Parts of the exercise:
1 – Answer these questions using the text on the geology of Rwanda:
(a) Which rocks make up most of the Burundian Supergroup?
(b) How many distinct granite types does the Kibaran Belt include?
(c) What hazard from the Virunga volcanoes does the text note?
2 – According to the text on the geology of Rwanda, what are the Neogene to Holocene volcanic rocks in the northwest and southwest associated with? Answer in one to three sentences.
3 – Write the next part of the text on the geology of Rwanda, picking up after its final sentence.

Reading passage:
##########

= Geology of Rwanda =

The geology of Rwanda is dominated by Mesoproterozoic metasedimentary rocks, primarily quartzites, sandstones, and shales of the Burundian Supergroup. These are intruded locally by granite of the Kibaran Belt, which includes four distinct granite types. In eastern Rwanda, Palaeoproterozoic “older granites” occur with granitic gneisses and migmatites. In the northwest and southwest, Neogene to Holocene volcanic rocks associated with the Virunga volcanic field include highly alkaline lavas. Quaternary alluvium and lake sediments are found in rift-related basins along the Western Branch of the East African Rift, particularly on the eastern shore of Lake Kivu, and in major river valleys.

== Geohazards ==

Toxic gas emitted from the Virunga volcanoes have been noted.

##########

[Collected data]

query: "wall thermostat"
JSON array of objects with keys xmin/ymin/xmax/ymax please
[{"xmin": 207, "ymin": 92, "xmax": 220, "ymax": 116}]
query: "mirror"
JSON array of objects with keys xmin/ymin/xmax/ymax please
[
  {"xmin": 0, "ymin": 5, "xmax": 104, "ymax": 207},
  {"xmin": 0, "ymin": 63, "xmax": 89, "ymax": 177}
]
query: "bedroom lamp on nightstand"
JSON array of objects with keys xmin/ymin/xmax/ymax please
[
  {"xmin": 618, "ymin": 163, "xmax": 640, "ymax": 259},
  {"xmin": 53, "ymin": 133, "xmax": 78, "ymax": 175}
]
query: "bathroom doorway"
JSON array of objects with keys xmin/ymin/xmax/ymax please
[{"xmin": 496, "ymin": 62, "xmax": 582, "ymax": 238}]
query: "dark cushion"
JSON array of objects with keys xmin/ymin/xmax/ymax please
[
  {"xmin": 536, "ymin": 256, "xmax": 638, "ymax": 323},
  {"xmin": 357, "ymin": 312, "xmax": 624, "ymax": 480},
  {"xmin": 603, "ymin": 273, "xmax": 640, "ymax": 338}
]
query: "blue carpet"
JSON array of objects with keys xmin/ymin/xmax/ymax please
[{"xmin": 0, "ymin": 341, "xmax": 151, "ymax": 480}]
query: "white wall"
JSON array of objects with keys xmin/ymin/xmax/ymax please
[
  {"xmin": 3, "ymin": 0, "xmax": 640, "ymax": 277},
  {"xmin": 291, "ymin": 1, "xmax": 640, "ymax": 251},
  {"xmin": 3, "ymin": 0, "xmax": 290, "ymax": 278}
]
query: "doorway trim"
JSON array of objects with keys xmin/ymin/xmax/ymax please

##########

Results:
1 –
(a) Quartzites, sandstones, and shales.
(b) Four.
(c) Emission of toxic gas.

2 – They are associated with the Virunga volcanic field. These rocks include highly alkaline lavas.

3 –
==Economic geology==
A significant portion of Rwanda's economy is based on mineral extraction. Rwanda is the foremost producer of tungsten in Africa, producing 70% of Africa's total output. Rwanda is Africa's second highest producer of tin and coltan, accounting for 20% and 30% of the country's output, respectively. Rwanda also produces 9% of the world's tantalum. Rwanda produces gemstones. Even though a substantial portion of the country's economy is based on mineral extraction, Rwanda has in the past shut down mineral extraction due to environmental concerns.

Prior to 2006, natural gas was extracted from Lake Kivu. A disagreement between the oil company and the Government of Rwanda has suspended operations. In this region, reserves of helium rich methane is estimated to be 56.65 billion m^{3}. Although petroleum extraction occurs in the country, it imports more than it exports.